> _WHAT TO WORK ON_
Rewrite the rows below, replacing every "dark purple sky" with "violet evening sky" and leaving everything else unchanged.

══════════════════════════════

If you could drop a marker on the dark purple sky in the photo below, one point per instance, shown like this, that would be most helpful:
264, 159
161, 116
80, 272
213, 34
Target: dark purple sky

══════════════════════════════

> _THE SOLUTION_
If you could drop a marker on the violet evening sky in the photo below, one point per instance, shown like this, that would be most helpful:
264, 159
161, 116
80, 272
213, 34
Target: violet evening sky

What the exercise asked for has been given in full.